[What to do] Collect each line of the records below that contains the word "field" and copy it in full.

-- Start of Record list --

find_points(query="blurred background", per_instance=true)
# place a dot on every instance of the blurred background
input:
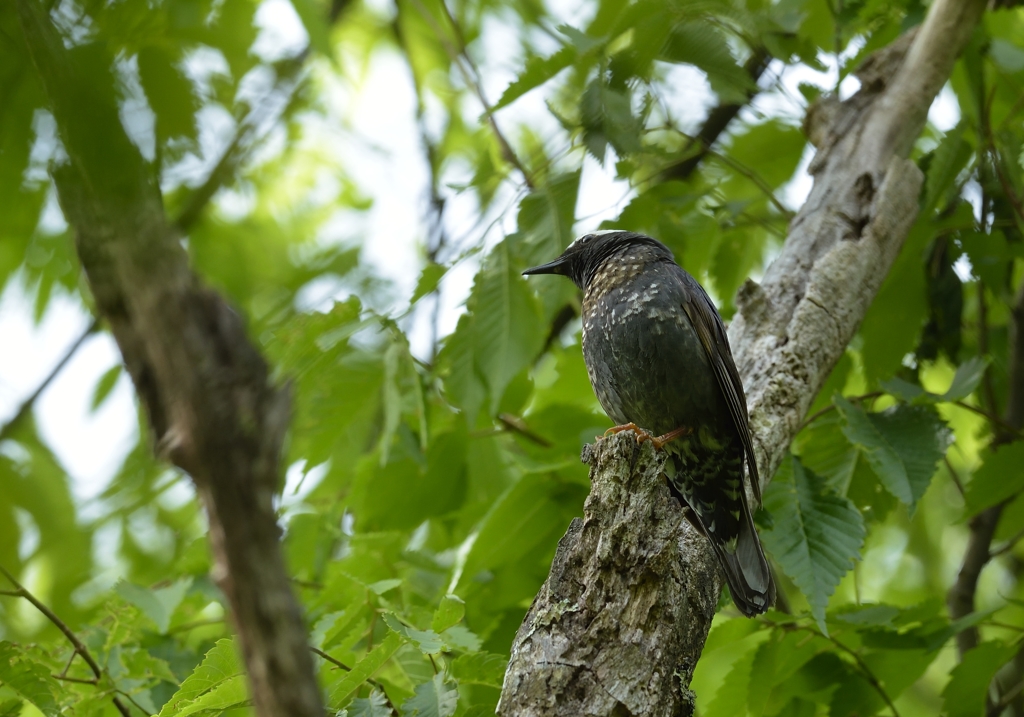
(365, 179)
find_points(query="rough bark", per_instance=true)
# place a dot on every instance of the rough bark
(206, 389)
(978, 552)
(786, 337)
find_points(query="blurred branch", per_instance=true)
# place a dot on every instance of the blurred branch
(460, 57)
(80, 648)
(978, 552)
(209, 397)
(718, 120)
(27, 405)
(246, 137)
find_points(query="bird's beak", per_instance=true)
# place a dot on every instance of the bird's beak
(559, 265)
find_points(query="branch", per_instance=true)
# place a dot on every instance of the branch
(80, 648)
(620, 624)
(458, 55)
(979, 552)
(27, 405)
(207, 390)
(245, 138)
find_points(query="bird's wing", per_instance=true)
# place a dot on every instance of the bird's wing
(711, 331)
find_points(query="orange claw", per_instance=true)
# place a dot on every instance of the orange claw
(643, 435)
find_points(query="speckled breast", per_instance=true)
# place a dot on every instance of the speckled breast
(643, 357)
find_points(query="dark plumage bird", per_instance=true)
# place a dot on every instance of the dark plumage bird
(659, 363)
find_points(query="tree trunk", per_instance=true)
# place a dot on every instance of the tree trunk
(621, 622)
(206, 389)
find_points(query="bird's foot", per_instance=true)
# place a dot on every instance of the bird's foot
(642, 435)
(660, 440)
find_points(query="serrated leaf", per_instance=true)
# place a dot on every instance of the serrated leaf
(816, 537)
(965, 694)
(220, 666)
(701, 45)
(104, 385)
(537, 72)
(479, 668)
(430, 277)
(1000, 476)
(344, 688)
(902, 445)
(30, 679)
(159, 604)
(433, 699)
(383, 586)
(314, 18)
(428, 641)
(170, 93)
(374, 706)
(949, 158)
(967, 378)
(731, 698)
(449, 613)
(230, 693)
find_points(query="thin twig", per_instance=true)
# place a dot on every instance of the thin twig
(27, 405)
(23, 592)
(346, 668)
(953, 475)
(245, 139)
(861, 665)
(1006, 548)
(457, 55)
(832, 407)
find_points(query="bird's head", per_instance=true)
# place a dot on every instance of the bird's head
(584, 259)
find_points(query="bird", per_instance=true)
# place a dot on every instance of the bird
(658, 360)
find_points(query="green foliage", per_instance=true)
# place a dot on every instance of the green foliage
(816, 535)
(431, 484)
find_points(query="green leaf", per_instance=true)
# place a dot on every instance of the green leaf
(816, 537)
(967, 378)
(29, 679)
(428, 641)
(902, 445)
(502, 334)
(430, 277)
(949, 158)
(170, 93)
(230, 693)
(220, 668)
(731, 698)
(1000, 476)
(449, 613)
(104, 386)
(704, 46)
(158, 605)
(537, 72)
(433, 699)
(344, 688)
(965, 694)
(479, 668)
(314, 17)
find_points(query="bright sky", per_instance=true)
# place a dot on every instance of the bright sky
(384, 144)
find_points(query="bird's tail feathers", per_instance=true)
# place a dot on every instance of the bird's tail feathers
(747, 570)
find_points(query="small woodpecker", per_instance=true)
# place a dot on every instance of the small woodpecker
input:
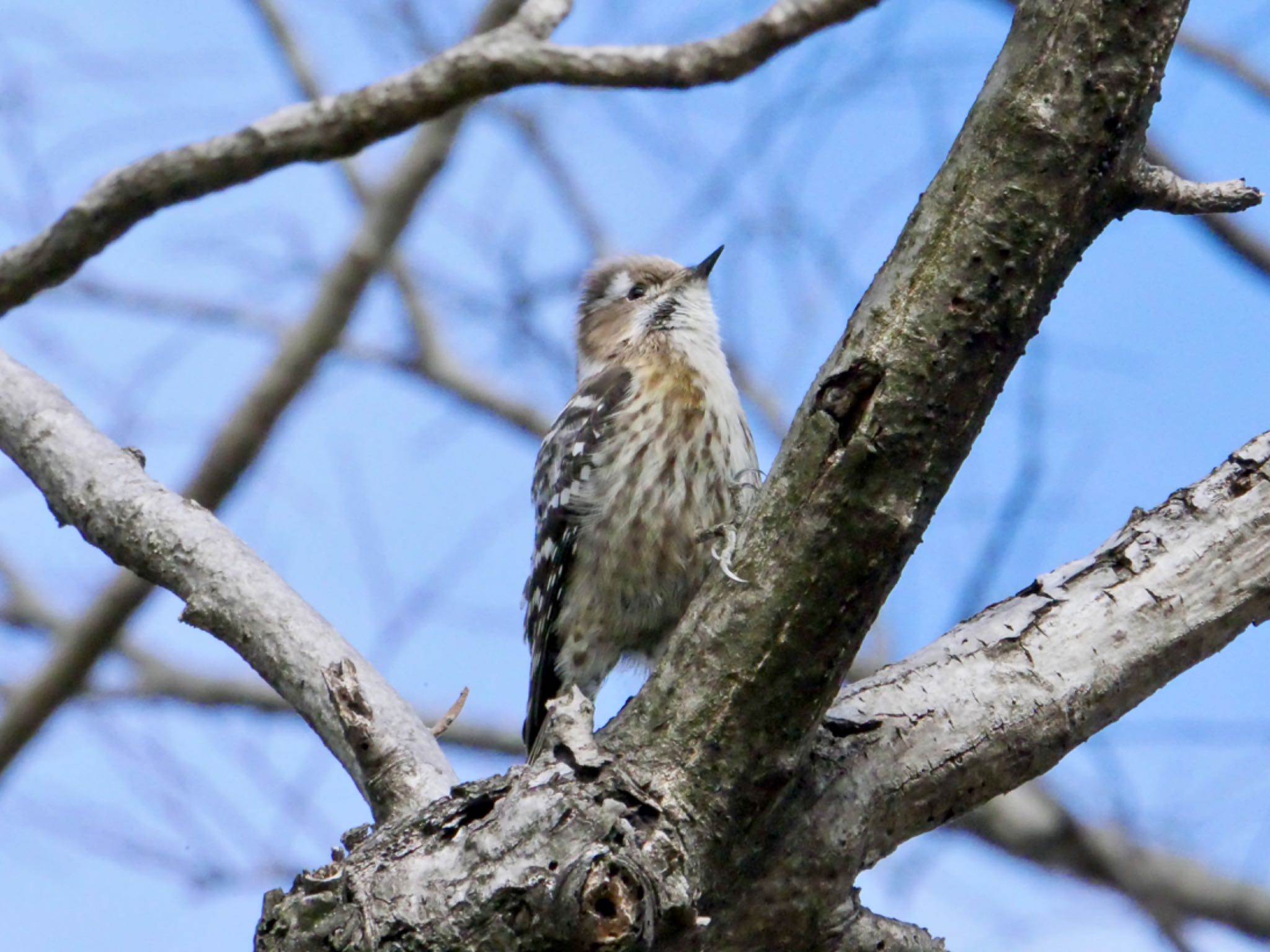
(638, 470)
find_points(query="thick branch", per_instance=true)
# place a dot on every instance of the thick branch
(1003, 696)
(339, 126)
(1037, 172)
(229, 592)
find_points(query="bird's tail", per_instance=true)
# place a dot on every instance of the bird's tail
(545, 684)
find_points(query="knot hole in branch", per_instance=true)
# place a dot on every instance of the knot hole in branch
(848, 395)
(605, 902)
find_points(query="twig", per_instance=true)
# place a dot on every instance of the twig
(343, 125)
(229, 592)
(448, 719)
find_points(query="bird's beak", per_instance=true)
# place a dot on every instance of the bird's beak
(703, 271)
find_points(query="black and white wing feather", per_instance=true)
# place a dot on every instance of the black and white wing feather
(567, 462)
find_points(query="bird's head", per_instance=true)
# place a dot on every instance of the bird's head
(644, 305)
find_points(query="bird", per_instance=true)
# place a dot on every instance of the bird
(649, 460)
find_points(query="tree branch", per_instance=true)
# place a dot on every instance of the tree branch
(691, 783)
(865, 931)
(1030, 824)
(1161, 190)
(433, 361)
(894, 410)
(1003, 696)
(241, 439)
(229, 592)
(339, 126)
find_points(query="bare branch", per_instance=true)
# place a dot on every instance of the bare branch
(1067, 656)
(448, 718)
(898, 404)
(1029, 823)
(1161, 190)
(868, 932)
(242, 437)
(343, 125)
(229, 592)
(433, 361)
(1227, 61)
(1003, 696)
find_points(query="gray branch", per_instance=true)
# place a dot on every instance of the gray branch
(864, 931)
(706, 771)
(1003, 696)
(241, 439)
(515, 55)
(1161, 190)
(229, 592)
(900, 402)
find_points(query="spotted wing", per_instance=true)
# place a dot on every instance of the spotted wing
(566, 464)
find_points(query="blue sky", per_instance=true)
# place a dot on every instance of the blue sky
(406, 519)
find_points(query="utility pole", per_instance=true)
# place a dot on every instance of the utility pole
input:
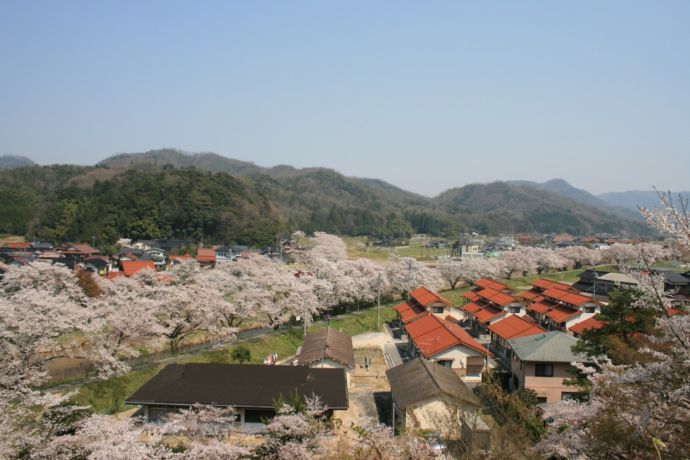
(378, 307)
(393, 422)
(304, 318)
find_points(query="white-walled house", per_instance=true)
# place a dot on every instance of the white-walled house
(542, 363)
(430, 397)
(328, 348)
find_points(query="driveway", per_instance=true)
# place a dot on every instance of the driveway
(366, 386)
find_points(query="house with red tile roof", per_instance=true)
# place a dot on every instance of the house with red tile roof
(490, 301)
(130, 267)
(420, 301)
(508, 328)
(447, 344)
(558, 306)
(586, 325)
(206, 257)
(15, 247)
(80, 250)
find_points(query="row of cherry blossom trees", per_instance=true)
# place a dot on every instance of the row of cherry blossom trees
(636, 408)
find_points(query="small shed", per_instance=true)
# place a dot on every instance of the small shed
(428, 396)
(328, 348)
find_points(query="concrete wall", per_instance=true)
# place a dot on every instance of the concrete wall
(441, 414)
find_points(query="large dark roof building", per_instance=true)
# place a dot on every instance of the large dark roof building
(252, 389)
(420, 380)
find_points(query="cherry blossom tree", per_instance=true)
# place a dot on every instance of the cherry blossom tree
(297, 431)
(671, 217)
(639, 410)
(517, 261)
(192, 434)
(44, 315)
(452, 272)
(621, 253)
(469, 270)
(545, 260)
(580, 256)
(406, 273)
(376, 442)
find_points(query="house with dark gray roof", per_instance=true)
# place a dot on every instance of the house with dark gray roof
(250, 389)
(327, 348)
(543, 363)
(428, 396)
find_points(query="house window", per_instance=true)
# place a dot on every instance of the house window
(475, 365)
(158, 413)
(445, 362)
(543, 370)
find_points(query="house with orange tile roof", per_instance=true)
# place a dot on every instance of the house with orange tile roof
(508, 328)
(421, 301)
(447, 344)
(589, 324)
(558, 306)
(130, 267)
(206, 257)
(80, 250)
(490, 301)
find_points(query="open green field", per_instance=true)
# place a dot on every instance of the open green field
(523, 283)
(108, 396)
(357, 248)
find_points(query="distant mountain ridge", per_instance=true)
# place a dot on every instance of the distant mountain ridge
(14, 161)
(565, 189)
(632, 199)
(42, 200)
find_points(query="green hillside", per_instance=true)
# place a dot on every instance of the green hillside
(170, 194)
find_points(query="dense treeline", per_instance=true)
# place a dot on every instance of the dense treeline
(143, 204)
(251, 205)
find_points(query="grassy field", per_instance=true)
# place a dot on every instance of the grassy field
(523, 283)
(108, 396)
(356, 248)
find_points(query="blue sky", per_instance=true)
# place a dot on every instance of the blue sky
(426, 95)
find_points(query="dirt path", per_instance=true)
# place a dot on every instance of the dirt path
(367, 385)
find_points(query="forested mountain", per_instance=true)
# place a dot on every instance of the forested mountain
(169, 194)
(14, 161)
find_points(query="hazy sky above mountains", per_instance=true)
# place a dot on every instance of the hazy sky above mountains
(426, 95)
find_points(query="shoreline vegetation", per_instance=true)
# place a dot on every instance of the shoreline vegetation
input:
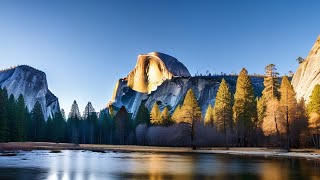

-- End of Record list --

[Expected answer]
find_points(query="open green field", per_instance=true)
# place a dot on every instance of the open green field
find_points(query="grassy field", per_instance=true)
# place a dot on every instance of the grassy field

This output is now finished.